AIM OF THE EXERCISE:
Rewrite the data from the line containing "Might you point out the green leafy" down through the line containing "(879, 1087)", replacing "lid" with "cap" and leaving everything else as it is.

Point-based annotation data:
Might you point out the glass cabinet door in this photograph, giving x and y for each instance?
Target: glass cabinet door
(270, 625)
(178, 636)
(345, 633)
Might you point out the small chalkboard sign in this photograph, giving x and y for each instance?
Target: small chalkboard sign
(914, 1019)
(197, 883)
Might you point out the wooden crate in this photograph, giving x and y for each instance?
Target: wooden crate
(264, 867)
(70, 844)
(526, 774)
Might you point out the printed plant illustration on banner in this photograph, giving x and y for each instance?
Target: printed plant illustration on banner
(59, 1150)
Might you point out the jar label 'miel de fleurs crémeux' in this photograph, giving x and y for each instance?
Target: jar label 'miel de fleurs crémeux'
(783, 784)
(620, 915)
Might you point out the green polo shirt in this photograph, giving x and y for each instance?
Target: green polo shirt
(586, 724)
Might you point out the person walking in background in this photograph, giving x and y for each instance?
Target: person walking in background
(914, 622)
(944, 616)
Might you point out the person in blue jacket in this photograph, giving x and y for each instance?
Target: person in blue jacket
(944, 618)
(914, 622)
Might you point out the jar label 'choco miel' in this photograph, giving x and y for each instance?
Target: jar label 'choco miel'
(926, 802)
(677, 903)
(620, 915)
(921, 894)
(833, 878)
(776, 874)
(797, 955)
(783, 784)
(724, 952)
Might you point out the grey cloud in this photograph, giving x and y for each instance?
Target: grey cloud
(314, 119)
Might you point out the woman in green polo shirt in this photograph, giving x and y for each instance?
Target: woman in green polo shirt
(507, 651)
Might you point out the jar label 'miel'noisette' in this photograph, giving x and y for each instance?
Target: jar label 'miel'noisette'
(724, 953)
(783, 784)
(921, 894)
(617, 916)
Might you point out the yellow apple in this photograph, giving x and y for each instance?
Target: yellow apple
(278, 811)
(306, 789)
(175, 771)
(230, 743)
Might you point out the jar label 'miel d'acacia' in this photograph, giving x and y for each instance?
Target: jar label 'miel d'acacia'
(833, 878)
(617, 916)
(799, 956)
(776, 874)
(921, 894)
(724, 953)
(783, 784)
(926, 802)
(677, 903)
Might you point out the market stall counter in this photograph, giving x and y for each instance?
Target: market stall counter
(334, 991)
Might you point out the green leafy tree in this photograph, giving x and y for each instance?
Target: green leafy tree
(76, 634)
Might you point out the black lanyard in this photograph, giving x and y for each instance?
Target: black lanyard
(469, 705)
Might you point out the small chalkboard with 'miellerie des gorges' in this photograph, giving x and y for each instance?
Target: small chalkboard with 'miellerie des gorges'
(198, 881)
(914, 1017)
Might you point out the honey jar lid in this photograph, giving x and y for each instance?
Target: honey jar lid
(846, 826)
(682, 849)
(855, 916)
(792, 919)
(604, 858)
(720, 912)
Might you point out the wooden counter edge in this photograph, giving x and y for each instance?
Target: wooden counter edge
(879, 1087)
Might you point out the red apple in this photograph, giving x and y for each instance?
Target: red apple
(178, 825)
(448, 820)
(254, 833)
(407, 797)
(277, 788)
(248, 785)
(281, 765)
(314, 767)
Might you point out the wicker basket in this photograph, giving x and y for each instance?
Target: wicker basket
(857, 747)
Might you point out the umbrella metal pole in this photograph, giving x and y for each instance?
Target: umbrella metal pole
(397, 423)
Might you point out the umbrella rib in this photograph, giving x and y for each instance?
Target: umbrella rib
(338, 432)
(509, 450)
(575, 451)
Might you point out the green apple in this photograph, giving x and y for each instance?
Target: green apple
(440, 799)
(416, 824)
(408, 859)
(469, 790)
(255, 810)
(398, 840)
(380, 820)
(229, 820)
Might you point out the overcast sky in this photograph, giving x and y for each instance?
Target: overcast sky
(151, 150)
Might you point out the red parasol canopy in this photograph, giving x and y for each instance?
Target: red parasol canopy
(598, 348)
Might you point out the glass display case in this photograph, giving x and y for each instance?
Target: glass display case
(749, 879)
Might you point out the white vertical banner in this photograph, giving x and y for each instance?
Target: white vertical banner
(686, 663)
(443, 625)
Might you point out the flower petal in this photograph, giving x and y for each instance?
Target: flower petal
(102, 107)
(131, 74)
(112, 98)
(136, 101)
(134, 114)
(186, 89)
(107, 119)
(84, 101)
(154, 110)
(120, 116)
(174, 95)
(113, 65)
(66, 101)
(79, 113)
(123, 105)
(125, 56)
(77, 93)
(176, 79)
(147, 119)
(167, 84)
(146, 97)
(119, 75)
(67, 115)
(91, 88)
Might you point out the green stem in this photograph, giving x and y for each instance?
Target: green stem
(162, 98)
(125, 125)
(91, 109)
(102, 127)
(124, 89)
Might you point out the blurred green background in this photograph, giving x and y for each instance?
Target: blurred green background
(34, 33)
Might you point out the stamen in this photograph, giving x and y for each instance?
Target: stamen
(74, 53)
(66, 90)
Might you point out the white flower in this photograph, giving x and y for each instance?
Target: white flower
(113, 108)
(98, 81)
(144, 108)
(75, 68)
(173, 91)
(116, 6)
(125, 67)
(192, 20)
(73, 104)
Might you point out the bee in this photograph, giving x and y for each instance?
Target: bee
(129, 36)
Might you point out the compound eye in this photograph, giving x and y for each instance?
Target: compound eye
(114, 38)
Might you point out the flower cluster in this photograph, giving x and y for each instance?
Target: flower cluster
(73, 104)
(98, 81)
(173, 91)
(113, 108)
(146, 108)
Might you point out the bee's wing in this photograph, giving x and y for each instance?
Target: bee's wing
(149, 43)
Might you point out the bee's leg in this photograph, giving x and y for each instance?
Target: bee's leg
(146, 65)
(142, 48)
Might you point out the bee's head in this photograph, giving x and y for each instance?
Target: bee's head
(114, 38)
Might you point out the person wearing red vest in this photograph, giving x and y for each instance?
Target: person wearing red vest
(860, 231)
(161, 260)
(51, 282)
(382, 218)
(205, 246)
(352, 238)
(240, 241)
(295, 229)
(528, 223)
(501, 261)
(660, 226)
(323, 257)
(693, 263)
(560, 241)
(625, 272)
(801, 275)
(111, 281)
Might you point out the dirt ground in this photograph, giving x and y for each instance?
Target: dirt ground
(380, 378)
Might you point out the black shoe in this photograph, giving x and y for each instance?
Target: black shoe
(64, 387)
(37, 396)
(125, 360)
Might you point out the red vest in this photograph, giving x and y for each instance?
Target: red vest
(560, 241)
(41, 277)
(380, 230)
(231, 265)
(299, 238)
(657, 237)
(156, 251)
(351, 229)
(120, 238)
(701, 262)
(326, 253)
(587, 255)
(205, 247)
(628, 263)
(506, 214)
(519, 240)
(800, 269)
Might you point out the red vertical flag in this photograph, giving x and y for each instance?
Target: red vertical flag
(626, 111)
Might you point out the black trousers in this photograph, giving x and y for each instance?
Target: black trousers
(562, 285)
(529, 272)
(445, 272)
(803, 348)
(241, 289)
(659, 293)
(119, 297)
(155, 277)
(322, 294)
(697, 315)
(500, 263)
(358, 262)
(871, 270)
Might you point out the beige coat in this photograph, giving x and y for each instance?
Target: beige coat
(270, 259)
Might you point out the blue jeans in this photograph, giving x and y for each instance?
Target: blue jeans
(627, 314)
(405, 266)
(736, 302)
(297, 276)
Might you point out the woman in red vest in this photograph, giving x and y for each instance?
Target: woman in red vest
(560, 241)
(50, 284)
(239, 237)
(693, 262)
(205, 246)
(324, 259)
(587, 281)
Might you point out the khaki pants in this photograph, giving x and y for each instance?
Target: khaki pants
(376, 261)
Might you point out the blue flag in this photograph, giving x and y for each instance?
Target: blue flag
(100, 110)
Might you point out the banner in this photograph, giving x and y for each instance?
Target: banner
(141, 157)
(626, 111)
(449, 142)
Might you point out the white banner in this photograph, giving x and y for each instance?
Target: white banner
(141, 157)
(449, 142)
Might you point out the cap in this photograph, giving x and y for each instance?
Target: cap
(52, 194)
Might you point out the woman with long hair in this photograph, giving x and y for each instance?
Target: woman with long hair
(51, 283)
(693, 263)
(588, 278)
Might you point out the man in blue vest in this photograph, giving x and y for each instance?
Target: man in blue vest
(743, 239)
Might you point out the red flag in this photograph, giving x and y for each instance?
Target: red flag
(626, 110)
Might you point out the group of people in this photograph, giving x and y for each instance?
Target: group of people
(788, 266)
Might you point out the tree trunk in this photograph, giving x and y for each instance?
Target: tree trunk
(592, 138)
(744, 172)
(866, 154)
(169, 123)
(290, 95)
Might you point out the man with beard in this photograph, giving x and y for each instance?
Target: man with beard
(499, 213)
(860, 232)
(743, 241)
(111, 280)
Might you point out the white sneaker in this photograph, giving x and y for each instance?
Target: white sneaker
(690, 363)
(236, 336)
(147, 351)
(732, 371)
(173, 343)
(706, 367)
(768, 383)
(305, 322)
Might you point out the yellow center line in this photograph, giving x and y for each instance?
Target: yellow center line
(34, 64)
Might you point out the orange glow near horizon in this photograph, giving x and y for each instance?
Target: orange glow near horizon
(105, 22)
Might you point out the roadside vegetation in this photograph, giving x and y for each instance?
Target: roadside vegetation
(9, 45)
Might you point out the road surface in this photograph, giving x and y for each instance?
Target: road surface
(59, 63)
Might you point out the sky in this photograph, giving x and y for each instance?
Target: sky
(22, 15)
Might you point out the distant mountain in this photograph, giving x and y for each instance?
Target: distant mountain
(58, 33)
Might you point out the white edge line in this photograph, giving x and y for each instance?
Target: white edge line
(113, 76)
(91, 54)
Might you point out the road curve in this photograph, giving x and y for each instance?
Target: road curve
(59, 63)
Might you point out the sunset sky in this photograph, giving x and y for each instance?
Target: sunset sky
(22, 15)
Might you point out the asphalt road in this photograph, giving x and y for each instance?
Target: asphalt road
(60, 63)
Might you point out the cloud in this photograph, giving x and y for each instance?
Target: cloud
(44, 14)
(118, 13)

COMPLETE RESPONSE:
Might you point out the green leafy tree in this photograph, giving x and y for each instance?
Target: green leafy tree
(76, 634)
Might you point out the black lanyard in this photograph, giving x and y for each instance?
Target: black lanyard
(469, 705)
Might you point out the small chalkboard with 'miellerie des gorges' in this photograph, giving x and y for each instance?
Target: small chalkboard with 'miellerie des gorges'
(198, 881)
(914, 1017)
Might you point out the honey jar cap in this photograph, giving x and y for each instance?
Target: honey jar cap
(846, 826)
(682, 849)
(855, 916)
(792, 919)
(604, 858)
(720, 912)
Might you point out the wooden counter edge in this photograph, giving x and y for each instance?
Target: wooden counter edge
(879, 1087)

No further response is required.